Items from a data source:
START
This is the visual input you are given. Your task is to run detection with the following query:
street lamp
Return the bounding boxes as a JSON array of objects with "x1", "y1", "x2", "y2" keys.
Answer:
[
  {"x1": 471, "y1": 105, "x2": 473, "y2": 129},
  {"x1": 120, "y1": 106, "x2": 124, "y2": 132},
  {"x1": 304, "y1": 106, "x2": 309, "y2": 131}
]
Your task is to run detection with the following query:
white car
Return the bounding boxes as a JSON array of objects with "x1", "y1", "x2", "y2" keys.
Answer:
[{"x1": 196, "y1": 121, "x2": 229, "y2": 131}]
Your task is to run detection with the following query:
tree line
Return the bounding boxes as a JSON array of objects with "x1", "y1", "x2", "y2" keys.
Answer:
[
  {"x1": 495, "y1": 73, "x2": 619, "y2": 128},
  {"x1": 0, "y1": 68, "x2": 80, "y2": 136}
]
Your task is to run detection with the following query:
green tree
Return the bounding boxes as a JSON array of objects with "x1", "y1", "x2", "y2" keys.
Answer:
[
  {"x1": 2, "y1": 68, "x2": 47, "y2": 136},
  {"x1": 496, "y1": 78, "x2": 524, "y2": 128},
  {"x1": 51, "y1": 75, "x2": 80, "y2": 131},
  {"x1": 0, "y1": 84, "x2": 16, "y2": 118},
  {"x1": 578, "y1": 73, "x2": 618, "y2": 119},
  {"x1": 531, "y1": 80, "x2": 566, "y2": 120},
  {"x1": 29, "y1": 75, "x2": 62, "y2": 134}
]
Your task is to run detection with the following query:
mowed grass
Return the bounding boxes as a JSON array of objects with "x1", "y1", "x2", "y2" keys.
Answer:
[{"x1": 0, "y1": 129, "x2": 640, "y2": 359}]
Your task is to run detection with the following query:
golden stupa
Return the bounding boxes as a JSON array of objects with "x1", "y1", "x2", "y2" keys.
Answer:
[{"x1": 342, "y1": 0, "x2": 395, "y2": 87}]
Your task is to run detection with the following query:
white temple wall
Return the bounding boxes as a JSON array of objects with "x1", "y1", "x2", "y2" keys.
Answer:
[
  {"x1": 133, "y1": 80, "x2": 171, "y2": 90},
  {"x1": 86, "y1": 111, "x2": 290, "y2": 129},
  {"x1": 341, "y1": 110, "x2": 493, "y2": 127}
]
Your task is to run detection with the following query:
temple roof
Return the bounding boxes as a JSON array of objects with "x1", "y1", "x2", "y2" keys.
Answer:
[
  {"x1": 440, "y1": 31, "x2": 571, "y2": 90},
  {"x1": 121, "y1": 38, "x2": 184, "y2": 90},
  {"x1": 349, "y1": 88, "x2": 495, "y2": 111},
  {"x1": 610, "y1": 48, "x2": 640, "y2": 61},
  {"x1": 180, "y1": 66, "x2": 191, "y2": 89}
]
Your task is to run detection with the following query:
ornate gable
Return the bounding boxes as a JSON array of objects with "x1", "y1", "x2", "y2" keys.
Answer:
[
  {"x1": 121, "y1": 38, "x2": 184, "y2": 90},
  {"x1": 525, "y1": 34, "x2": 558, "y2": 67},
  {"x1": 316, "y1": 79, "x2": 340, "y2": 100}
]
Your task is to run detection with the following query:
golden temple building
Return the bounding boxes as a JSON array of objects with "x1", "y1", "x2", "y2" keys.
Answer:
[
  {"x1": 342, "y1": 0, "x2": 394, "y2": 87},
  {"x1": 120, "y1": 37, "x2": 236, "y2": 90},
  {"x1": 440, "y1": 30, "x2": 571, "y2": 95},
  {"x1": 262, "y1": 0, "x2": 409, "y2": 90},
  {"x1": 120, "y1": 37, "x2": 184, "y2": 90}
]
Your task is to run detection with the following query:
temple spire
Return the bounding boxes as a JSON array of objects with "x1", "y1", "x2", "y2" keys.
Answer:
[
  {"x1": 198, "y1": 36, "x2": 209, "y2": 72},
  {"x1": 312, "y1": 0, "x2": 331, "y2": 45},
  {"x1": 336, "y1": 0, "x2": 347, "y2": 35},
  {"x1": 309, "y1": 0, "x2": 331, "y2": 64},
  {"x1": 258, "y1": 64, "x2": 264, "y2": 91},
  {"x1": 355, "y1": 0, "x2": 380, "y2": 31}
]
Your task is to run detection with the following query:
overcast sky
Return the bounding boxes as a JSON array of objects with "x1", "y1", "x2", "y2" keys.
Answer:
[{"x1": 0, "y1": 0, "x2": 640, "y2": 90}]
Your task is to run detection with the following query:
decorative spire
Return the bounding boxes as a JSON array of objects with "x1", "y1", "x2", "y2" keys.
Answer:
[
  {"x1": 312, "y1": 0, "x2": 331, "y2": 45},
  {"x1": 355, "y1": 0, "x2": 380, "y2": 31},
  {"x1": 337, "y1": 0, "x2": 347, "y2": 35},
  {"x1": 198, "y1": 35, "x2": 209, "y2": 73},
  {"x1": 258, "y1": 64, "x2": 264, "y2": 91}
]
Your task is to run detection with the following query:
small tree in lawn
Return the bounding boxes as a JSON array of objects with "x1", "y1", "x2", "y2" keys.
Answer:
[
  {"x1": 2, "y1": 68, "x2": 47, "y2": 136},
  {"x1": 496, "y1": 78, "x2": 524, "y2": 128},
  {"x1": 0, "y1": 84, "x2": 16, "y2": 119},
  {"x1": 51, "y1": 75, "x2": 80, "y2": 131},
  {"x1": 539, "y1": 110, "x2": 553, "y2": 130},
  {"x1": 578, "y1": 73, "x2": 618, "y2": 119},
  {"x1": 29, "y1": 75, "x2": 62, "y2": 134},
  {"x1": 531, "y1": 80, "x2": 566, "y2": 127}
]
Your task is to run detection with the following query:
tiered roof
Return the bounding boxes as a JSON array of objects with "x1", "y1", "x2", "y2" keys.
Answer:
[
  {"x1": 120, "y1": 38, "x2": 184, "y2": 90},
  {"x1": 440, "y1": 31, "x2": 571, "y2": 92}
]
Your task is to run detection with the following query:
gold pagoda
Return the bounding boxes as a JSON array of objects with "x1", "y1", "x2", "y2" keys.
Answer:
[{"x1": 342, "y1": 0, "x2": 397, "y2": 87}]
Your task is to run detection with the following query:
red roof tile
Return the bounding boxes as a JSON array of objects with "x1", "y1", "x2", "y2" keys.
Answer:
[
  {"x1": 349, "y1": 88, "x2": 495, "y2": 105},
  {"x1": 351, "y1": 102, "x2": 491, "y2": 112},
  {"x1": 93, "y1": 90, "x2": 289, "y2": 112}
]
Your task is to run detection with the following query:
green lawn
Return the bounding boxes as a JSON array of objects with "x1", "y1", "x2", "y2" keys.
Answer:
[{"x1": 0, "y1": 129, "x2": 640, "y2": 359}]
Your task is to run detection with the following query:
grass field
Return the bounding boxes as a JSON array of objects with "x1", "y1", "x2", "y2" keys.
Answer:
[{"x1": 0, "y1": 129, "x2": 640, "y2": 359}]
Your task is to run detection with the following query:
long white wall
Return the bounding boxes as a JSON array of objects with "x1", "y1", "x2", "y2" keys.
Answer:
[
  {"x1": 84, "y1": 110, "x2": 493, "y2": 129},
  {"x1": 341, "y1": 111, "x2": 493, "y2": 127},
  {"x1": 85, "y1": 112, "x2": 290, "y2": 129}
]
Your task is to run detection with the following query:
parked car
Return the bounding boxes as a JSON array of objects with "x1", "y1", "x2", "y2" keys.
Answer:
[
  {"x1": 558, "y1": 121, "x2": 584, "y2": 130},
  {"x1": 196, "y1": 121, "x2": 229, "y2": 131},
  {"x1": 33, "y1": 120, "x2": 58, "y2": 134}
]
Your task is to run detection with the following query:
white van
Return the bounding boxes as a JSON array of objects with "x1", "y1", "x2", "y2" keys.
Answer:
END
Work required: Please set down each line of the records exactly as given.

Problem solution:
This is the visual input you are given. Your task is to run detection with the following query:
street lamp
Return the bounding boxes as a JSON array of objects with "x1", "y1", "x2", "y2" keys.
Answer:
[
  {"x1": 471, "y1": 105, "x2": 473, "y2": 129},
  {"x1": 120, "y1": 106, "x2": 124, "y2": 132},
  {"x1": 304, "y1": 106, "x2": 309, "y2": 131}
]
Your task is to run detection with the following query:
white car
Return the bounding boxes as a JSON array of objects with "x1", "y1", "x2", "y2" keys.
Answer:
[{"x1": 196, "y1": 121, "x2": 229, "y2": 131}]
Your task is to run detection with the following query:
tree line
Return the bounding boxes as a JSON array of objects with "x1", "y1", "x2", "y2" keys.
Answer:
[
  {"x1": 495, "y1": 73, "x2": 619, "y2": 128},
  {"x1": 0, "y1": 68, "x2": 80, "y2": 136}
]
Your task is to run detection with the following query:
green tree
Return the bounding boxes as a JSON array of objects with "x1", "y1", "x2", "y2" keys.
Answer:
[
  {"x1": 2, "y1": 68, "x2": 47, "y2": 136},
  {"x1": 496, "y1": 78, "x2": 524, "y2": 128},
  {"x1": 51, "y1": 75, "x2": 80, "y2": 131},
  {"x1": 0, "y1": 84, "x2": 16, "y2": 118},
  {"x1": 578, "y1": 73, "x2": 618, "y2": 119},
  {"x1": 531, "y1": 80, "x2": 566, "y2": 120},
  {"x1": 29, "y1": 75, "x2": 62, "y2": 134}
]
Your task is to run detection with the following query:
mowed grass
Return the bounding boxes as a JSON array of objects with "x1", "y1", "x2", "y2" keys.
Answer:
[{"x1": 0, "y1": 129, "x2": 640, "y2": 359}]
Your task is to run detection with the following query:
golden stupa
Return the bounding boxes as a JSON array of objects with "x1", "y1", "x2", "y2" keys.
Answer:
[{"x1": 342, "y1": 0, "x2": 395, "y2": 87}]
Your task is to run detection with the following query:
white temple wall
Return the bounding boxes as a JSON array of objects with "x1", "y1", "x2", "y2" keys.
Answer:
[
  {"x1": 133, "y1": 80, "x2": 171, "y2": 90},
  {"x1": 86, "y1": 111, "x2": 290, "y2": 129},
  {"x1": 341, "y1": 110, "x2": 493, "y2": 127}
]
Your task is to run detection with the following query:
temple roof
Return the bounding boxes as a JSON array of objects with "x1", "y1", "x2", "y2" keys.
Answer:
[
  {"x1": 440, "y1": 31, "x2": 571, "y2": 90},
  {"x1": 121, "y1": 38, "x2": 184, "y2": 90},
  {"x1": 349, "y1": 88, "x2": 495, "y2": 111},
  {"x1": 610, "y1": 48, "x2": 640, "y2": 61},
  {"x1": 180, "y1": 66, "x2": 191, "y2": 89}
]
Your task is to run detection with the following query:
ornate gable
Return the bounding boxes as a JSON array of objects with "x1", "y1", "x2", "y2" keys.
Answer:
[
  {"x1": 121, "y1": 38, "x2": 184, "y2": 90},
  {"x1": 525, "y1": 34, "x2": 558, "y2": 67},
  {"x1": 316, "y1": 79, "x2": 340, "y2": 100}
]
Your task is to run detection with the following query:
golden temple building
Return the bounding boxes as a JSON array of objects with "x1", "y1", "x2", "y2" keys.
Answer:
[
  {"x1": 342, "y1": 0, "x2": 394, "y2": 87},
  {"x1": 120, "y1": 37, "x2": 236, "y2": 90},
  {"x1": 440, "y1": 30, "x2": 571, "y2": 95},
  {"x1": 262, "y1": 0, "x2": 409, "y2": 90},
  {"x1": 120, "y1": 37, "x2": 184, "y2": 90}
]
Your task is to run detection with the following query:
temple spire
Return the bounding boxes as a JSON array of objects with "x1", "y1", "x2", "y2" keys.
Answer:
[
  {"x1": 198, "y1": 36, "x2": 209, "y2": 72},
  {"x1": 312, "y1": 0, "x2": 331, "y2": 45},
  {"x1": 336, "y1": 0, "x2": 347, "y2": 35},
  {"x1": 309, "y1": 0, "x2": 331, "y2": 64},
  {"x1": 258, "y1": 64, "x2": 264, "y2": 91},
  {"x1": 355, "y1": 0, "x2": 380, "y2": 31}
]
Your task is to run detection with the following query:
overcast sky
Return the bounding boxes as a JSON array of objects with "x1", "y1", "x2", "y2" keys.
Answer:
[{"x1": 0, "y1": 0, "x2": 640, "y2": 90}]
Your task is to run detection with the following query:
decorative spire
Return the bounding boxes as a JSON array of objects with "x1", "y1", "x2", "y2" keys.
Answer:
[
  {"x1": 312, "y1": 0, "x2": 331, "y2": 45},
  {"x1": 355, "y1": 0, "x2": 380, "y2": 31},
  {"x1": 337, "y1": 0, "x2": 347, "y2": 35},
  {"x1": 198, "y1": 35, "x2": 209, "y2": 73},
  {"x1": 258, "y1": 64, "x2": 264, "y2": 91}
]
Your task is to run detection with the following query:
small tree in lawn
Return the bounding boxes as a JSON array of objects with "x1", "y1", "x2", "y2" keys.
Answer:
[
  {"x1": 2, "y1": 68, "x2": 47, "y2": 136},
  {"x1": 496, "y1": 78, "x2": 524, "y2": 128},
  {"x1": 0, "y1": 84, "x2": 16, "y2": 119},
  {"x1": 51, "y1": 75, "x2": 80, "y2": 131},
  {"x1": 539, "y1": 110, "x2": 553, "y2": 130},
  {"x1": 578, "y1": 73, "x2": 618, "y2": 119},
  {"x1": 29, "y1": 75, "x2": 62, "y2": 134},
  {"x1": 531, "y1": 80, "x2": 566, "y2": 127}
]
Your task is to run detection with the following query:
tiered roof
Return the bounding boxes as a JSON array of objects with "x1", "y1", "x2", "y2" keys.
Answer:
[
  {"x1": 120, "y1": 38, "x2": 184, "y2": 90},
  {"x1": 440, "y1": 31, "x2": 571, "y2": 92}
]
Your task is to run detection with the following query:
gold pagoda
Return the bounding boxes as a JSON array of objects with "x1", "y1", "x2", "y2" keys.
Answer:
[{"x1": 342, "y1": 0, "x2": 397, "y2": 87}]
Your task is to run detection with the following query:
red roof tile
Return the bounding boxes as a JSON array of objects with "x1", "y1", "x2", "y2" keys.
Answer:
[
  {"x1": 349, "y1": 88, "x2": 495, "y2": 105},
  {"x1": 351, "y1": 102, "x2": 491, "y2": 112},
  {"x1": 93, "y1": 90, "x2": 289, "y2": 112}
]
Your task is to run detection with the following query:
green lawn
Return the bounding boxes as a JSON array of objects with "x1", "y1", "x2", "y2" keys.
Answer:
[{"x1": 0, "y1": 129, "x2": 640, "y2": 359}]
Your task is to run detection with the following query:
grass field
Return the bounding boxes as a JSON array of objects with "x1", "y1", "x2", "y2" keys.
Answer:
[{"x1": 0, "y1": 129, "x2": 640, "y2": 359}]
Your task is to run detection with the following query:
long white wall
Return the bounding boxes as a JSON array of objects with "x1", "y1", "x2", "y2" keys.
Answer:
[
  {"x1": 84, "y1": 110, "x2": 493, "y2": 129},
  {"x1": 341, "y1": 111, "x2": 493, "y2": 127},
  {"x1": 85, "y1": 112, "x2": 290, "y2": 129}
]
Your task is to run detection with the following query:
parked car
Return the bounding boxes as a JSON array of objects with "x1", "y1", "x2", "y2" keys.
Answer:
[
  {"x1": 558, "y1": 121, "x2": 584, "y2": 130},
  {"x1": 196, "y1": 121, "x2": 229, "y2": 131},
  {"x1": 33, "y1": 120, "x2": 58, "y2": 134}
]
Your task is to run detection with the following query:
white van
Return the bounding boxes as a JSON array of objects with "x1", "y1", "x2", "y2" keys.
Answer:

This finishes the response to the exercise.